Named-object pointing records
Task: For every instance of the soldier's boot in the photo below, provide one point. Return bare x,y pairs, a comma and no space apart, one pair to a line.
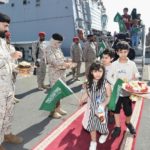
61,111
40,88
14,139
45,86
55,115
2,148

→ Short problem: Find every line in the listing that contains the word "pairs" and copy each of those lines.

→ Exercise result:
Task: For every instance of the soldier's boot in the photo below, provide one point. Return bare x,y pairs, a comma and no space apart, one pair to a line.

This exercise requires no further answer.